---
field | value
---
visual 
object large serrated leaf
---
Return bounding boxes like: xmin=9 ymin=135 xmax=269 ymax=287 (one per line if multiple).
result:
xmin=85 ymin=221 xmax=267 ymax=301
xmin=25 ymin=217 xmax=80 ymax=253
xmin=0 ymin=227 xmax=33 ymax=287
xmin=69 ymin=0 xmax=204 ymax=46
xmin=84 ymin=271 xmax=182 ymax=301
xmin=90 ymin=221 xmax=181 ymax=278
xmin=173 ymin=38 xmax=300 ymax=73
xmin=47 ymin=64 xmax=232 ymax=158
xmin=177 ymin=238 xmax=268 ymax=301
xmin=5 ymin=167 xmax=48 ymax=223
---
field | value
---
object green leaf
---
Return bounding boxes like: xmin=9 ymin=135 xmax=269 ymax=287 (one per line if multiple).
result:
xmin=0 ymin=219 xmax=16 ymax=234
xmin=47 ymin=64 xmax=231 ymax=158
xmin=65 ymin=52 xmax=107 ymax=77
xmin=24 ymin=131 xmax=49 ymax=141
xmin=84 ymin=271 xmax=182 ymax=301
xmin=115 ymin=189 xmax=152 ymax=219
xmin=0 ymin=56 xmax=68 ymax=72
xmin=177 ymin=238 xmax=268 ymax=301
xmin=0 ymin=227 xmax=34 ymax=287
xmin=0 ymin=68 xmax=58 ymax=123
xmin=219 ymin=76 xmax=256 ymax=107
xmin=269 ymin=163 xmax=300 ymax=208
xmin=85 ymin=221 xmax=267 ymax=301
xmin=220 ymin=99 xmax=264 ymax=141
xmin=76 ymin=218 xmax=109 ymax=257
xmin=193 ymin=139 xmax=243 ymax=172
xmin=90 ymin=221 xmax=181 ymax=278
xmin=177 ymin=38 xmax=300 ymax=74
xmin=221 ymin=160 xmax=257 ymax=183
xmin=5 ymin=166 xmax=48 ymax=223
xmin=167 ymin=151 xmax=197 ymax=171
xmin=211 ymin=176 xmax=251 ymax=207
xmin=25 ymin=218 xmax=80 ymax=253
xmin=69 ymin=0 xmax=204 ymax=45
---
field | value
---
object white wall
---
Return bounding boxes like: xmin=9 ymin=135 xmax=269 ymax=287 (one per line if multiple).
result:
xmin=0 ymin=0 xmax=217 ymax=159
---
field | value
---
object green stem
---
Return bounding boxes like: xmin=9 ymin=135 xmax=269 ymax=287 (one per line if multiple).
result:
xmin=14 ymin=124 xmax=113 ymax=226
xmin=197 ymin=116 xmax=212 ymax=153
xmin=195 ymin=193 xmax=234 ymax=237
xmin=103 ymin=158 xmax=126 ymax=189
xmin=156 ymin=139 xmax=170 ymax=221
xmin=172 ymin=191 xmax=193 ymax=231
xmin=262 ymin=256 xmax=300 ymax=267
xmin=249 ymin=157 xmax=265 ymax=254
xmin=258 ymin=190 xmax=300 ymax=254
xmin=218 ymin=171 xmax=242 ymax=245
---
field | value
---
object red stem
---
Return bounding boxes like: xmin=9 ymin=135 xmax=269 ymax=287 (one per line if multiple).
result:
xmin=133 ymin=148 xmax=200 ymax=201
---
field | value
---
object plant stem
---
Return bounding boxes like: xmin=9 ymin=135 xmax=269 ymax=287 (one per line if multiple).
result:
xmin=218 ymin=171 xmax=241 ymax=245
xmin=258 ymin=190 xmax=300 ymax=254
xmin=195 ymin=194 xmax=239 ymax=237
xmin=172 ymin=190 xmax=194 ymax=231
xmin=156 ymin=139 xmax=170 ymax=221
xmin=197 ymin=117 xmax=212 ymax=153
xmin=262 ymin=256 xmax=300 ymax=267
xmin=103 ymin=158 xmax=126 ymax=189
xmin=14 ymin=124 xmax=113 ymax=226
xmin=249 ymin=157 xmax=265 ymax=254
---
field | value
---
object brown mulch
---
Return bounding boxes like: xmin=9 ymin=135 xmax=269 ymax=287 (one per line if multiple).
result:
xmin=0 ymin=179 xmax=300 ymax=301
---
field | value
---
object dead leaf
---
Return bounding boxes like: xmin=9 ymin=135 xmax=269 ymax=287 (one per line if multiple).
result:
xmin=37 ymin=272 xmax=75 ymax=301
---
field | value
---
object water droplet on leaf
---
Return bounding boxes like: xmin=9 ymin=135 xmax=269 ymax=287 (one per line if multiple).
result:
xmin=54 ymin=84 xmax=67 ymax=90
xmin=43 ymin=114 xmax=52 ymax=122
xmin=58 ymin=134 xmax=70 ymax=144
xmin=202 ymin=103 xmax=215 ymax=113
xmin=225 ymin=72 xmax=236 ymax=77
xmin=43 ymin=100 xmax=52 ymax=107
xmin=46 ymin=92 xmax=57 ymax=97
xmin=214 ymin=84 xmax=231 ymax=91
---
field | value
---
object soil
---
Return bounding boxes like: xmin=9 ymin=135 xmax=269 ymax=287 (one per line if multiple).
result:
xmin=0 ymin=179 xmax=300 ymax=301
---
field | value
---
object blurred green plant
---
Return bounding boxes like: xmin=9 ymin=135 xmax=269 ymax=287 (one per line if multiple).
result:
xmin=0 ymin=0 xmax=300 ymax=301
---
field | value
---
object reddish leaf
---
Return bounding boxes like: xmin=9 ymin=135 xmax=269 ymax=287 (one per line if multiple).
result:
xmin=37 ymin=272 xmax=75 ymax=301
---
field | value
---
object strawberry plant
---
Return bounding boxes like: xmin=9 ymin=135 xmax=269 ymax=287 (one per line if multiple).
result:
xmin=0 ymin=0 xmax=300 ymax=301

□ □ □ □ □

WHAT YOU NEED TO DO
Reproduce all of the items above, substituting "output" for every occurrence of "result" and leaving everything else unchanged.

ANSWER IN FULL
---
field | value
---
visual 
object large serrated leaf
---
Return bounding boxes like: xmin=9 ymin=135 xmax=269 ymax=287 (one per line if multiple).
output:
xmin=85 ymin=221 xmax=267 ymax=301
xmin=25 ymin=217 xmax=80 ymax=253
xmin=0 ymin=227 xmax=33 ymax=287
xmin=69 ymin=0 xmax=204 ymax=46
xmin=84 ymin=271 xmax=182 ymax=301
xmin=90 ymin=221 xmax=181 ymax=278
xmin=173 ymin=38 xmax=300 ymax=73
xmin=47 ymin=64 xmax=232 ymax=158
xmin=177 ymin=238 xmax=268 ymax=301
xmin=5 ymin=167 xmax=48 ymax=223
---
field | value
---
object green leaf
---
Return bounding boxes like: xmin=9 ymin=135 xmax=269 ymax=287 (one per line if multiple).
output:
xmin=0 ymin=219 xmax=16 ymax=234
xmin=47 ymin=64 xmax=231 ymax=158
xmin=65 ymin=52 xmax=107 ymax=77
xmin=24 ymin=131 xmax=49 ymax=141
xmin=84 ymin=271 xmax=182 ymax=301
xmin=115 ymin=189 xmax=152 ymax=219
xmin=0 ymin=56 xmax=68 ymax=72
xmin=177 ymin=238 xmax=268 ymax=301
xmin=0 ymin=227 xmax=34 ymax=287
xmin=0 ymin=68 xmax=58 ymax=123
xmin=219 ymin=76 xmax=256 ymax=107
xmin=269 ymin=163 xmax=300 ymax=208
xmin=85 ymin=221 xmax=267 ymax=301
xmin=220 ymin=99 xmax=264 ymax=141
xmin=76 ymin=218 xmax=109 ymax=257
xmin=193 ymin=139 xmax=243 ymax=172
xmin=90 ymin=221 xmax=181 ymax=278
xmin=177 ymin=38 xmax=300 ymax=74
xmin=221 ymin=160 xmax=257 ymax=183
xmin=5 ymin=166 xmax=48 ymax=223
xmin=167 ymin=151 xmax=197 ymax=171
xmin=211 ymin=176 xmax=251 ymax=207
xmin=25 ymin=218 xmax=80 ymax=253
xmin=69 ymin=0 xmax=204 ymax=45
---
field | value
---
object white wall
---
Return bounding boxes like: xmin=9 ymin=135 xmax=269 ymax=287 (one per line if multiple).
output:
xmin=0 ymin=0 xmax=217 ymax=159
---
field | value
---
object green stem
---
Return bounding boxes like: xmin=9 ymin=135 xmax=269 ymax=287 (one per line if multiple).
output:
xmin=14 ymin=124 xmax=113 ymax=226
xmin=197 ymin=116 xmax=212 ymax=153
xmin=195 ymin=193 xmax=234 ymax=237
xmin=103 ymin=158 xmax=126 ymax=189
xmin=156 ymin=139 xmax=170 ymax=221
xmin=172 ymin=191 xmax=193 ymax=231
xmin=262 ymin=256 xmax=300 ymax=267
xmin=249 ymin=157 xmax=265 ymax=254
xmin=258 ymin=190 xmax=300 ymax=254
xmin=218 ymin=171 xmax=242 ymax=245
---
field | value
---
object red stem
---
Return bounding boxes like: xmin=9 ymin=135 xmax=269 ymax=287 (one per line if multiple).
output:
xmin=133 ymin=148 xmax=200 ymax=201
---
field | value
---
object plant stem
---
Return bounding boxes like: xmin=9 ymin=135 xmax=269 ymax=287 (one per line if multiple).
output:
xmin=218 ymin=171 xmax=241 ymax=245
xmin=258 ymin=190 xmax=300 ymax=254
xmin=195 ymin=194 xmax=239 ymax=237
xmin=172 ymin=190 xmax=194 ymax=231
xmin=156 ymin=139 xmax=170 ymax=221
xmin=197 ymin=117 xmax=212 ymax=153
xmin=262 ymin=256 xmax=300 ymax=267
xmin=103 ymin=158 xmax=126 ymax=189
xmin=14 ymin=124 xmax=113 ymax=226
xmin=249 ymin=157 xmax=265 ymax=254
---
field | value
---
object brown mulch
---
Return bounding boxes like: xmin=9 ymin=135 xmax=269 ymax=287 (one per line if multiple).
output:
xmin=0 ymin=179 xmax=300 ymax=301
---
field | value
---
object dead leaf
---
Return bounding boxes like: xmin=9 ymin=135 xmax=269 ymax=287 (one per line if multiple).
output:
xmin=37 ymin=272 xmax=75 ymax=301
---
field | value
---
object water droplet on leaf
---
Return bounding boxes like: xmin=9 ymin=135 xmax=269 ymax=287 (one per line if multiple).
output:
xmin=54 ymin=84 xmax=67 ymax=90
xmin=43 ymin=114 xmax=52 ymax=122
xmin=58 ymin=134 xmax=70 ymax=144
xmin=202 ymin=103 xmax=215 ymax=113
xmin=225 ymin=72 xmax=236 ymax=77
xmin=43 ymin=100 xmax=52 ymax=107
xmin=46 ymin=92 xmax=57 ymax=97
xmin=214 ymin=84 xmax=231 ymax=91
---
field | value
---
object soil
---
Return bounding boxes like: xmin=9 ymin=135 xmax=269 ymax=287 (one per line if multiple).
output:
xmin=0 ymin=179 xmax=300 ymax=301
---
field | value
---
object blurred green plant
---
Return bounding boxes like: xmin=9 ymin=135 xmax=269 ymax=287 (one per line if multiple).
output:
xmin=0 ymin=0 xmax=300 ymax=301
---
field | value
---
object reddish leaf
---
Return bounding boxes like: xmin=9 ymin=135 xmax=269 ymax=287 (one per line if multiple).
output:
xmin=37 ymin=272 xmax=75 ymax=301
---
field | value
---
object strawberry plant
---
Return bounding boxes like: xmin=9 ymin=135 xmax=269 ymax=287 (one per line if multiple).
output:
xmin=0 ymin=0 xmax=300 ymax=301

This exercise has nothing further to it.